# [DESCRIPTION OF THE TASK]
Which lines in the records below contain the word "nose"? Return each of them.

# [PROVIDED ENTRIES]
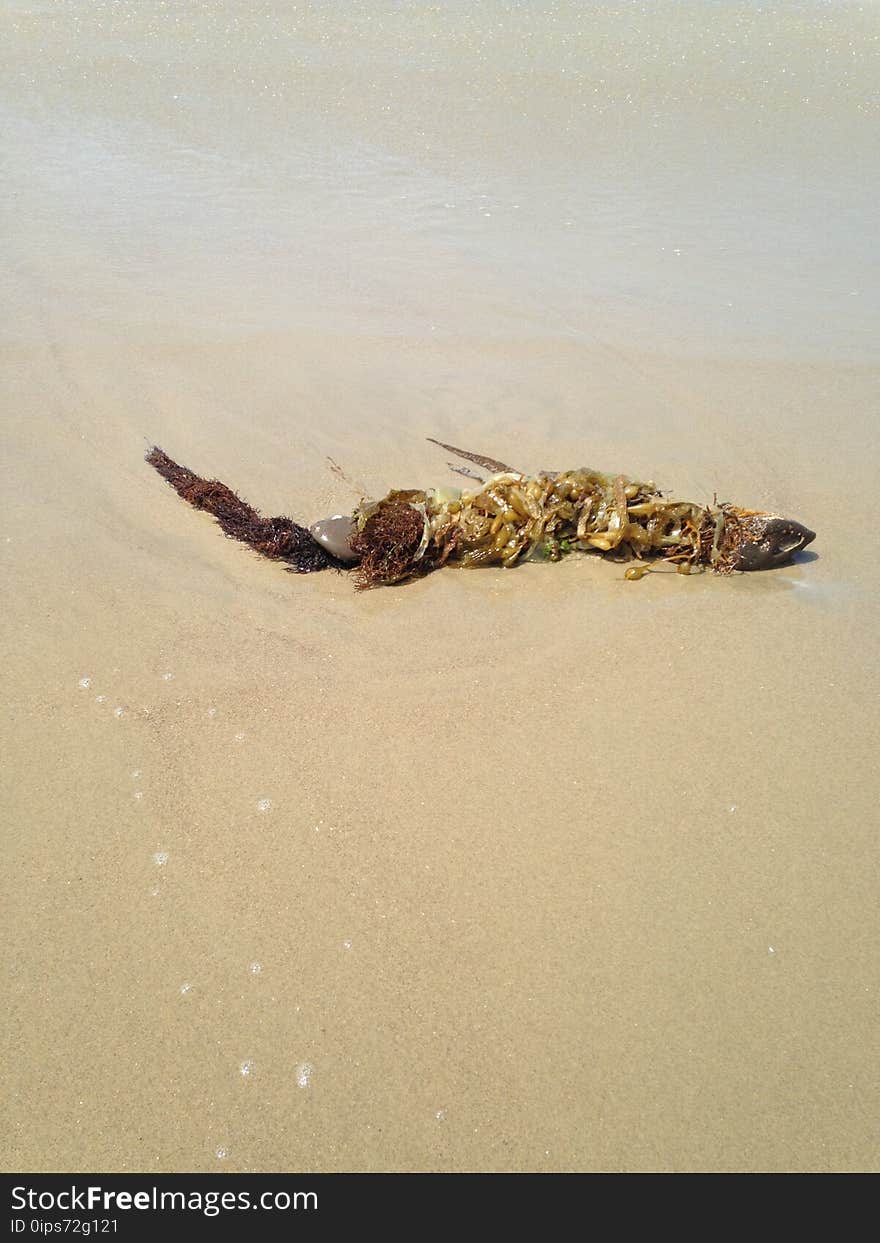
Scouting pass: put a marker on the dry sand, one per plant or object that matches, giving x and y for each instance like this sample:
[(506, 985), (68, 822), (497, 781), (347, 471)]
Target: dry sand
[(497, 870)]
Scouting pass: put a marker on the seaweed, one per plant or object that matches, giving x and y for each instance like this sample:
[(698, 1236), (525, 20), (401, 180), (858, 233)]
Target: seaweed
[(507, 518)]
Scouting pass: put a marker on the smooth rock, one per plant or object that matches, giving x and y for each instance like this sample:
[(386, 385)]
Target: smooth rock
[(334, 535)]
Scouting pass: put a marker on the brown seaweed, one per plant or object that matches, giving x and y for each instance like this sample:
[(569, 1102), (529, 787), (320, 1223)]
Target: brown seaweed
[(279, 538)]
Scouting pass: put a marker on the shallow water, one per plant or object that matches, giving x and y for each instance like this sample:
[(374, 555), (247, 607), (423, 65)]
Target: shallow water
[(701, 174)]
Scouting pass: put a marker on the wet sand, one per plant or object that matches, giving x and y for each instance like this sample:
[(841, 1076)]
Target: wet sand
[(497, 870)]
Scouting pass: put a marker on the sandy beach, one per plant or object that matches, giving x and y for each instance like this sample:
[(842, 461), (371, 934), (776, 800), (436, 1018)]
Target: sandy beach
[(532, 869)]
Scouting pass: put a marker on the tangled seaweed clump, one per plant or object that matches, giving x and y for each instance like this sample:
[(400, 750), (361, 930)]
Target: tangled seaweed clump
[(508, 517), (513, 517)]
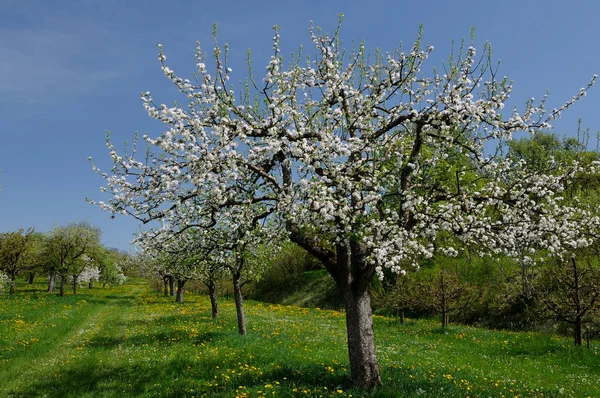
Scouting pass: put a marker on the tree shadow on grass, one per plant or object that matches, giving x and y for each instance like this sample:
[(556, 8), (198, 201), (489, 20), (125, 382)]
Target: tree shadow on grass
[(89, 380), (159, 338)]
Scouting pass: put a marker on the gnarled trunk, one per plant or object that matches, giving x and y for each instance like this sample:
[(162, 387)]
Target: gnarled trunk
[(166, 285), (74, 285), (352, 275), (212, 293), (180, 290), (239, 303), (13, 282), (353, 279), (364, 368), (171, 286), (52, 281), (577, 331)]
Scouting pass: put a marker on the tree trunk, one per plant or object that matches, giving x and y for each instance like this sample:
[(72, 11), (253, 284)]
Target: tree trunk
[(171, 286), (212, 293), (354, 276), (180, 290), (361, 339), (13, 282), (577, 331), (52, 281), (239, 303)]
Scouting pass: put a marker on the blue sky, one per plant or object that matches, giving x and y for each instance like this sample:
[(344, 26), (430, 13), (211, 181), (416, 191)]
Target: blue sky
[(71, 70)]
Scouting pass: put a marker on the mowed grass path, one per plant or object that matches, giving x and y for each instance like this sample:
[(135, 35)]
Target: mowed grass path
[(131, 341)]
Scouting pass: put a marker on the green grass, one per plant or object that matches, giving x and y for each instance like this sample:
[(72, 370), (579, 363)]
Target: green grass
[(130, 341)]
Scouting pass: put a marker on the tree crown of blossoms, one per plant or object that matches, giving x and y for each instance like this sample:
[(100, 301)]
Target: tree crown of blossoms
[(341, 146)]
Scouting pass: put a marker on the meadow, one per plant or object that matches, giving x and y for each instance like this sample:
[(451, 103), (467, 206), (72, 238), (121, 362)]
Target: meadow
[(132, 341)]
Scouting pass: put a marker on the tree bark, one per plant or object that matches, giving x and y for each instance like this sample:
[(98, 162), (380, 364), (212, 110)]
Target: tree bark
[(577, 331), (361, 339), (352, 276), (52, 282), (13, 282), (239, 303), (212, 293), (180, 290), (171, 286), (355, 276)]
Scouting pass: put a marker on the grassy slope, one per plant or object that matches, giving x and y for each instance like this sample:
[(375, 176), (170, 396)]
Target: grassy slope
[(128, 341)]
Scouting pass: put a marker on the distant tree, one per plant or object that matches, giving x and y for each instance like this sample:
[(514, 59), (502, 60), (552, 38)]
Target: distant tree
[(397, 294), (64, 252), (444, 292), (15, 253), (4, 281), (570, 291)]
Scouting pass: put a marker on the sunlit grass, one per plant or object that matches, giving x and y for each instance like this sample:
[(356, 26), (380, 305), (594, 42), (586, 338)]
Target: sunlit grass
[(131, 341)]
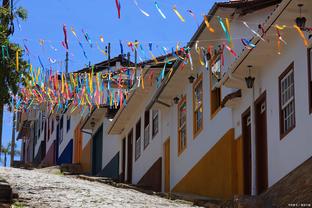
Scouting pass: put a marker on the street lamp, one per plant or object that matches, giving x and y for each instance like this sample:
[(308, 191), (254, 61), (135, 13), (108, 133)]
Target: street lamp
[(250, 80)]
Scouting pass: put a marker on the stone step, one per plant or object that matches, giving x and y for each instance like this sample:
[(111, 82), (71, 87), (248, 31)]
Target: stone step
[(5, 192)]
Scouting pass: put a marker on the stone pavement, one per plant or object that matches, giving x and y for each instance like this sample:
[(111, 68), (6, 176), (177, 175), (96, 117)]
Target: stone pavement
[(43, 190)]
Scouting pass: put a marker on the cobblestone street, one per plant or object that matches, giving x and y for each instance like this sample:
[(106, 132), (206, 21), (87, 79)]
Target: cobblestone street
[(40, 189)]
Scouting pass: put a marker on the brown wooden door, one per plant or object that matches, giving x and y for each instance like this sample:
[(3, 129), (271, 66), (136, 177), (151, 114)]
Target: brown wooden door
[(246, 132), (78, 144), (123, 160), (261, 144), (167, 165), (130, 156)]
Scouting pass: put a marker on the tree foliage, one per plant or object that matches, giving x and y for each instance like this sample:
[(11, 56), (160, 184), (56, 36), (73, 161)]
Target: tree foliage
[(7, 151), (10, 77)]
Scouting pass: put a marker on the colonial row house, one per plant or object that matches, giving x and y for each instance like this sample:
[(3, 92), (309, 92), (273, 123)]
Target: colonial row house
[(180, 136), (235, 122), (56, 138)]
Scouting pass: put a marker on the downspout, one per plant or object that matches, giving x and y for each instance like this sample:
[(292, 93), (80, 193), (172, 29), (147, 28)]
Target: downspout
[(253, 145)]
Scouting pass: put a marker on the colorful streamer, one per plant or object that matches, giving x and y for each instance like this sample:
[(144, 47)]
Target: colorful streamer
[(87, 37), (178, 13), (228, 26), (248, 44), (118, 7), (208, 24), (230, 50), (79, 42), (224, 29), (65, 37), (17, 60), (102, 39), (305, 41), (160, 12), (142, 11), (253, 31), (194, 16)]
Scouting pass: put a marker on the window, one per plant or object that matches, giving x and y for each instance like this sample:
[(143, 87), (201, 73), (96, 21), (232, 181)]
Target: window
[(182, 125), (215, 92), (52, 125), (198, 106), (155, 122), (61, 129), (138, 140), (287, 101), (310, 77), (68, 123), (146, 129)]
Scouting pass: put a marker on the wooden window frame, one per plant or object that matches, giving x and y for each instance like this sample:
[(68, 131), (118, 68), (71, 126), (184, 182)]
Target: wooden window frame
[(68, 123), (281, 77), (146, 129), (309, 52), (138, 140), (195, 85), (180, 148), (153, 124), (214, 112)]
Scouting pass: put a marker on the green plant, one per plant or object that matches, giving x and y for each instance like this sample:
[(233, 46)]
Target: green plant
[(10, 77), (6, 151)]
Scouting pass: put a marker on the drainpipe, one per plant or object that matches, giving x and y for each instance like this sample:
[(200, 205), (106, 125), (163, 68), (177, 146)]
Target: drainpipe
[(253, 146)]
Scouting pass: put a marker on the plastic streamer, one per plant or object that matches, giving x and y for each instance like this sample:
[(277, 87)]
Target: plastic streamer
[(102, 39), (248, 44), (100, 49), (121, 48), (17, 60), (280, 27), (87, 37), (41, 63), (159, 10), (65, 43), (230, 50), (143, 12), (208, 24), (228, 26), (253, 31), (197, 49), (51, 60), (224, 29), (118, 7), (178, 13), (79, 42), (305, 41), (193, 15)]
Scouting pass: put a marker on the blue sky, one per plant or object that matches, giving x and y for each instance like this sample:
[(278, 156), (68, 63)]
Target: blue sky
[(99, 17)]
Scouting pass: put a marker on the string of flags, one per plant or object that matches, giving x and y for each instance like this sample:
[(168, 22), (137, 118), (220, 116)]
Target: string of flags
[(60, 90)]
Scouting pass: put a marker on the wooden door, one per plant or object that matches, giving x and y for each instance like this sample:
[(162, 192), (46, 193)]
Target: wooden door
[(247, 168), (130, 157), (97, 148), (78, 144), (167, 165), (123, 162), (261, 144)]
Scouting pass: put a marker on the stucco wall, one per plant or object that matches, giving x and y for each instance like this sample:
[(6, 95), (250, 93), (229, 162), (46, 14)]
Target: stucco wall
[(286, 154)]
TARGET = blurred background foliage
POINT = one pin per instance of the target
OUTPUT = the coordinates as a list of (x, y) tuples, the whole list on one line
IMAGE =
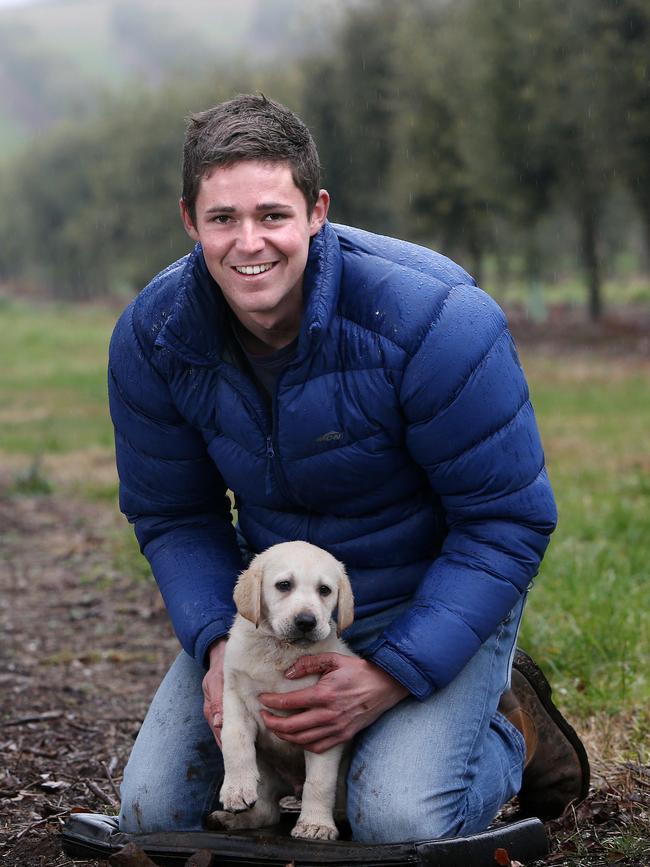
[(513, 135)]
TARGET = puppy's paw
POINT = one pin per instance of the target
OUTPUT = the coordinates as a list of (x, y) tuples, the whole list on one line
[(237, 797), (219, 820), (307, 831)]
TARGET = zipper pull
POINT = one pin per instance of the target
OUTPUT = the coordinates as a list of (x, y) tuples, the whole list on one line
[(270, 454)]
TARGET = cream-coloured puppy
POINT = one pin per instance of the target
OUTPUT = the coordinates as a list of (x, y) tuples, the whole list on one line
[(285, 602)]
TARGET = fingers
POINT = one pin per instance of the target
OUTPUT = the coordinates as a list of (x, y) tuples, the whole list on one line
[(316, 738), (300, 722), (319, 663), (310, 696)]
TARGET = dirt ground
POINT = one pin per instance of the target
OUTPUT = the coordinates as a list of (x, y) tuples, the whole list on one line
[(84, 647)]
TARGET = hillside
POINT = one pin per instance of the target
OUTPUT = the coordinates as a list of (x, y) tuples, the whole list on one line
[(58, 57)]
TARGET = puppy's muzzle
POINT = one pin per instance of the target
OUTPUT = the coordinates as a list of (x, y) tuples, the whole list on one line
[(304, 623)]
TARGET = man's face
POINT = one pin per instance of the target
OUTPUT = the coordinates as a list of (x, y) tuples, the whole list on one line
[(253, 225)]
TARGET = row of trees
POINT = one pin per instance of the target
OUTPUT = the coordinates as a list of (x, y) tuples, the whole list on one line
[(474, 125)]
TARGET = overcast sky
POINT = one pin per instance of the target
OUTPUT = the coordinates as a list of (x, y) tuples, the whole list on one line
[(6, 3)]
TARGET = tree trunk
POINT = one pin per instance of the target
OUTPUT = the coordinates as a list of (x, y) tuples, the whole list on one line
[(590, 260)]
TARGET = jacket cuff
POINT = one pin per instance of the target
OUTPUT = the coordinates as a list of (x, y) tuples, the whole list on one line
[(207, 636), (382, 654)]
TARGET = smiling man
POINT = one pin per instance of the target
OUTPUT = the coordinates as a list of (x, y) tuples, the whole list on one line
[(360, 393)]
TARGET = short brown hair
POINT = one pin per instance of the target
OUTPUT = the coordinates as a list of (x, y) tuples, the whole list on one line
[(248, 127)]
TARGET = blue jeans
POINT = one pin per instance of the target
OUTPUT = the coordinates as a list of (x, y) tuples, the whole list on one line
[(424, 770)]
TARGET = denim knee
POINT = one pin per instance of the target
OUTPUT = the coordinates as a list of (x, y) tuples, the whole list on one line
[(392, 810)]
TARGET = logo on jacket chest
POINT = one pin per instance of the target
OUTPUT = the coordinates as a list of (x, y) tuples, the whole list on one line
[(331, 436)]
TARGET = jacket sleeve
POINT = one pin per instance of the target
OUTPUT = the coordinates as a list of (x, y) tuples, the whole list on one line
[(471, 427), (173, 494)]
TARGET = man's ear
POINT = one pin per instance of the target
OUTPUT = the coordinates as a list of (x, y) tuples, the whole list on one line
[(345, 603), (248, 592), (319, 213), (188, 222)]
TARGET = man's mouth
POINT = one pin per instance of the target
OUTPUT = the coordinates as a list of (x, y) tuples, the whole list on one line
[(251, 270)]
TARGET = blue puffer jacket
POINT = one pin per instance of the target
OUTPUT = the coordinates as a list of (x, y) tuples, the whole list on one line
[(401, 439)]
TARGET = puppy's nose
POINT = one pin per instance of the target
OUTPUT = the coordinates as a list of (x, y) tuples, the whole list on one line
[(305, 621)]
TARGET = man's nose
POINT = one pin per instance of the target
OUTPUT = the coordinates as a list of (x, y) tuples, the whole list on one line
[(250, 238)]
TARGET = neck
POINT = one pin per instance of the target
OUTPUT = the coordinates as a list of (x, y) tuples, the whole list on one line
[(263, 338)]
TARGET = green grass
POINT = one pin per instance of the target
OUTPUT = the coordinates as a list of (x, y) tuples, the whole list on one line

# [WRITTEN SOLUTION]
TARGET = puppy's nose
TARGET = man's nose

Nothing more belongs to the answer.